#### Document segment
————

SINISTER
baleful, forbidding, menacing, minacious, minatory, ominous, sinister, threatening
(adjective) threatening or foreshadowing evil or tragic developments; “a baleful look”; “forbidding thunderclouds”; “his tone became menacing”; “ominous rumblings of discontent”; “sinister storm clouds”; “a sinister smile”; “his threatening behavior”; “ugly black clouds”; “the situation became ugly”
sinister
(adjective) on or starting from the wearer’s left; “bar sinister”
black, dark, sinister
(adjective) stemming from evil characteristics or forces; wicked or dishonorable; “black deeds”; “a black lie”; “his black heart has concocted yet another black deed”; “Darth Vader of the dark side”; “a dark purpose”; “dark undercurrents of ethnic hostility”; “the scheme of some sinister intelligence bent on punishing him”-Thomas Hardy
Source: WordNet® 3.1
Etymology
Adjective
sinister (comparative more sinister, superlative most sinister)
Inauspicious, ominous, unlucky, illegitimate (as in bar sinister).
Evil or seemingly evil; indicating lurking danger or harm.
Of the left side.
(heraldry) On the left side of a shield from the wearer's standpoint, and the right side to the viewer.
(obsolete) Wrong, as springing from indirection or obliquity; perverse; dishonest.
Antonyms
• (of the right side): dexter
• (heraldry): dexter
Anagrams
• insister, resistin, sinistre
Source: Wiktionary
Sin"is*ter, a. Etym: [Accented on the middle syllable by the older
poets, as Shakespeare, Milton, Dryden.] Etym: [L. sinister: cf. F.
sinistre.]
1. On the left hand, or the side of the left hand; left; -- opposed
to dexter, or right. "Here on his sinister cheek." Shak.
My mother's blood Runs on the dexter cheek, and this sinister Bounds
in my father's Shak.
Note: In heraldy the sinister side of an escutcheon is the side which
would be on the left of the bearer of the shield, and opposite the
right hand of the beholder.
2. Unlucky; inauspicious; disastrous; injurious; evil; -- the left
being usually regarded as the unlucky side; as, sinister influences.
All the several ills that visit earth, Brought forth by night, with a
sinister birth. B. Jonson.
3. Wrong, as springing from indirection or obliquity; perverse;
dishonest; corrupt; as, sinister aims.
Nimble and sinister tricks and shifts. Bacon.
He scorns to undermine another's interest by any sinister or inferior
arts. South.
He read in their looks . . . sinister intentions directed
particularly toward himself. Sir W. Scott.
4. Indicative of lurking evil or harm; boding covert danger; as, a
sinister countenance. Bar sinister. (Her.) See under Bar, n.
– Sinister aspect (Astrol.), an appearance of two planets happening
according to the succession of the signs, as Saturn in Aries, and
Mars in the same degree of Gemini.
– Sinister base, Sinister chief. See under Escutcheon.

————

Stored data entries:

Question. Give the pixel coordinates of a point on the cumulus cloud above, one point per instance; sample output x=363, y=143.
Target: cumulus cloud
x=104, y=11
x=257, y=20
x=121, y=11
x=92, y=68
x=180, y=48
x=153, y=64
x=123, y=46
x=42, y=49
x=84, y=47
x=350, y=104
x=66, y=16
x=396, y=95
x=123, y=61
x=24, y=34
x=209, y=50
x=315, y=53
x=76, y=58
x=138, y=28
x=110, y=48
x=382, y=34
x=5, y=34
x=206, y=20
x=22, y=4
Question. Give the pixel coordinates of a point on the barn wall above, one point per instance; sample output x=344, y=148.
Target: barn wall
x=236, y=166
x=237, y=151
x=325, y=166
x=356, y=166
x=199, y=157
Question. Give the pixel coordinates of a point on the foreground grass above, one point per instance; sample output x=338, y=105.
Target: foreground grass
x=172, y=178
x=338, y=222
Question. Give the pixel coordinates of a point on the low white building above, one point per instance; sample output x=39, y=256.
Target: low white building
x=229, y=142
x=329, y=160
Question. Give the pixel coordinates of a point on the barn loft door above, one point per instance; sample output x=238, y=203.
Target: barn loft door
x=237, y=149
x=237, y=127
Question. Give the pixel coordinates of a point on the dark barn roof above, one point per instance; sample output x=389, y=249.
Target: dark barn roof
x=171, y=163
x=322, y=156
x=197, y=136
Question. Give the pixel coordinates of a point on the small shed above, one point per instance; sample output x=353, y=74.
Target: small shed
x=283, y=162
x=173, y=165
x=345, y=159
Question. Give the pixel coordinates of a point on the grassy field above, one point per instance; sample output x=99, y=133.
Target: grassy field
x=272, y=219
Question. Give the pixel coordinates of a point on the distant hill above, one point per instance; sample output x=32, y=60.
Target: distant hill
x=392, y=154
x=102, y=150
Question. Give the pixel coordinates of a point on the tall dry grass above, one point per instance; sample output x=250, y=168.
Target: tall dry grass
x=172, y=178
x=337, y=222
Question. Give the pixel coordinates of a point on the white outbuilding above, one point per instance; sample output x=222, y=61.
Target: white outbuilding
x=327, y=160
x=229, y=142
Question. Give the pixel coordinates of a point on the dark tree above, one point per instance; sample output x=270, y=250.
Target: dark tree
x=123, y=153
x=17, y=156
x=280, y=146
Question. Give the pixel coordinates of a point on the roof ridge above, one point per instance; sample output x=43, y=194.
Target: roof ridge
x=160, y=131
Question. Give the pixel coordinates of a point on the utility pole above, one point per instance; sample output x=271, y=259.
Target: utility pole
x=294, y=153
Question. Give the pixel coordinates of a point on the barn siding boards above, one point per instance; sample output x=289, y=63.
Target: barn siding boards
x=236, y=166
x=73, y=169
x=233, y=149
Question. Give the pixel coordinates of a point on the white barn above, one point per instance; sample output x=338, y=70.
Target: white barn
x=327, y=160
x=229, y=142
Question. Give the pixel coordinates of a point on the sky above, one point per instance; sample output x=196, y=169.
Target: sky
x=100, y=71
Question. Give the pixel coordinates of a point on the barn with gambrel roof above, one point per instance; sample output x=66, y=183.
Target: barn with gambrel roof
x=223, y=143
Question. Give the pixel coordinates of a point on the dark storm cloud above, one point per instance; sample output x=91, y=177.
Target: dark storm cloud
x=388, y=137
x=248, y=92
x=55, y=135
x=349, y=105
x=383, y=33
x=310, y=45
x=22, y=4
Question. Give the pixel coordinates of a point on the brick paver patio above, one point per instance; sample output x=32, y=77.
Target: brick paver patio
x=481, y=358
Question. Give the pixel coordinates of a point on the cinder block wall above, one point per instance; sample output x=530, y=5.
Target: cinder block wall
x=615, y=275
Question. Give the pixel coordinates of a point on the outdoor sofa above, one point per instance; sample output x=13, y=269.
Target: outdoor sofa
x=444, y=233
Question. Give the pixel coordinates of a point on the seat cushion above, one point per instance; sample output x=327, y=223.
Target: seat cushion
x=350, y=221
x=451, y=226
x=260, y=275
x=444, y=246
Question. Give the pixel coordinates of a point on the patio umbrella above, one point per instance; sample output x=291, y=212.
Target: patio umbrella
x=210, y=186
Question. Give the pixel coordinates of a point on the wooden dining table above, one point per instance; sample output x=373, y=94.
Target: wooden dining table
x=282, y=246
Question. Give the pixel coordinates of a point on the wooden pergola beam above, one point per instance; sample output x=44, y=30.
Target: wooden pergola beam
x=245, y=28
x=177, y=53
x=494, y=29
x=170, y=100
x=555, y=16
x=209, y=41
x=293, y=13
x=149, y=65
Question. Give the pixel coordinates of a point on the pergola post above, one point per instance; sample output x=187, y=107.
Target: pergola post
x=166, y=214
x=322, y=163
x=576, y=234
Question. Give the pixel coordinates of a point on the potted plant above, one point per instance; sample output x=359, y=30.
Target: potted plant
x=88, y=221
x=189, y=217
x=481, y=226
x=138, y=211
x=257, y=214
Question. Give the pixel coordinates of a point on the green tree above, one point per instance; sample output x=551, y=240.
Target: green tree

————

#### Work order 1
Please write out the part of the entry for "sinister" between "Nimble and sinister" and "See under Escutcheon.", inclusive.
#### Work order 2
For each statement, decide whether the entry for "sinister" agrees, answering yes or no and quoting the words that settle it. (a) In heraldry, the sinister side of a shield is on the right to the viewer. (b) Older poets such as Milton accented the word on its first syllable. (c) The sense meaning wrong through indirection or obliquity is labeled obsolete.

#### Task result 1
Nimble and sinister tricks and shifts. Bacon.
He scorns to undermine another's interest by any sinister or inferior
arts. South.
He read in their looks . . . sinister intentions directed
particularly toward himself. Sir W. Scott.
4. Indicative of lurking evil or harm; boding covert danger; as, a
sinister countenance. Bar sinister. (Her.) See under Bar, n.
– Sinister aspect (Astrol.), an appearance of two planets happening
according to the succession of the signs, as Saturn in Aries, and
Mars in the same degree of Gemini.
– Sinister base, Sinister chief. See under Escutcheon.

#### Task result 2
(a) Yes: "On the left side of a shield from the wearer's standpoint, and the right side to the viewer."
(b) No: "Accented on the middle syllable by the older poets, as Shakespeare, Milton, Dryden."
(c) Yes: "(obsolete) Wrong, as springing from indirection or obliquity; perverse; dishonest."